• [SOURCE EXTRACT]
━━━━━━━━━━
Cai Evans
- Born: 23 June 1999 (age 27) Penarth, Wales
- Height: 1.85 m (6 ft 1 in)
- Weight: 84 kg (185 lb; 13 st 3 lb)
- School: Cowbridge Comprehensive School
- University: Swansea University
- Notable relative: Ieuan Evans (father)

Rugby union career
- Position(s): Fly-half, Fullback
- Current team: Dragons

Senior career
- Years: Team / Apps / (Points)
- 2017–2023: Ospreys / 35 / (35)
- 2023–: Dragons / 12 / (76)
- Correct as of 11 March 2024

International career
- Years: Team / Apps / (Points)
- 2018–2019: Wales U20 / 20 / (155)
- 2023–: Wales / 2 / (2)
- Correct as of 11 March 2024

= Cai Evans =

Welsh rugby union player

Cai Evans (born 23 June 1999) is a Welsh professional rugby union player who plays as a fly-half for United Rugby Championship club Dragons and the Wales national team.

== Club career ==

=== Cardiff Blues ===
Evans began his career with local club Cowbridge RFC, and was a member of the Cardiff Blues academy up to Under-16 level. Evans moved to the Ospreys after missing out on selection for both Wales Under-16 and subsequently the Cardiff academy at higher age-grade.

=== Ospreys ===
Evans made his debut for the Ospreys in 2017 having previously played for the Ospreys academy, Bridgend Ravens and the Ospreys Development team. He made his European Rugby Challenge Cup debut on 20 October 2018 against Worcester Warriors. Evans signed a contract extension with the Ospreys on 12 February 2020.
━━━━━━━━━━
• [TO BE DONE]
1. Transcribe the portion of the Cai Evans biography between "Rugby union career" and "Dragons / 12 / (76)", inclusive.
2. According to the Cai Evans biography, why did Evans move to the Ospreys? Answer in one to three sentences.
3. Continue the Cai Evans biography from the point at which it stops.
━━━━━━━━━━
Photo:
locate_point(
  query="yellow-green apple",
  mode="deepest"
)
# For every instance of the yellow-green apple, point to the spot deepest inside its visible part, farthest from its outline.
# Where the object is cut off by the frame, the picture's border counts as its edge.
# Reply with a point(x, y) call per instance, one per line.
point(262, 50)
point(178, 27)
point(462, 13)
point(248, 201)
━━━━━━━━━━
• [ANSWERS BELOW]
1.
Rugby union career
- Position(s): Fly-half, Fullback
- Current team: Dragons

Senior career
- Years: Team / Apps / (Points)
- 2017–2023: Ospreys / 35 / (35)
- 2023–: Dragons / 12 / (76)

2. Evans moved to the Ospreys after missing out on selection for Wales Under-16. He was subsequently also passed over for the Cardiff academy at a higher age-grade.

3.
=== Dragons ===
Evans joined the Dragons on 10 July 2023. Evans made his debut on 21 October 2023, in a defeat by Edinburgh.

He signed an extension with the Dragons on 28 May 2025.

== International career ==

=== Wales U20 ===
Evans made his debut for Wales U20 in during the 2018 Six Nations Under 20s Championship, in a win over Scotland U20. During the 2018 World Rugby Under 20 Championship, Evans kicked 16 points to help Wales defeat Australia U20 for the first time.

=== Wales ===
On 1 May 2023, Warren Gatland selected him in Wales' 54 player training squad for the Rugby World Cup 2023. He made his Wales debut in the World Cup warm-up match against South Africa, starting the game at full-back and scoring a conversion in the 73rd minute. He did not make the final Rugby World Cup squad but made his second appearance for Wales as a substitute in an uncapped match vs the Barbarians the following November.

On 16 January 2024, Evans was selected in Gatland's 34-player squad for Wales' upcoming Six Nations campaign.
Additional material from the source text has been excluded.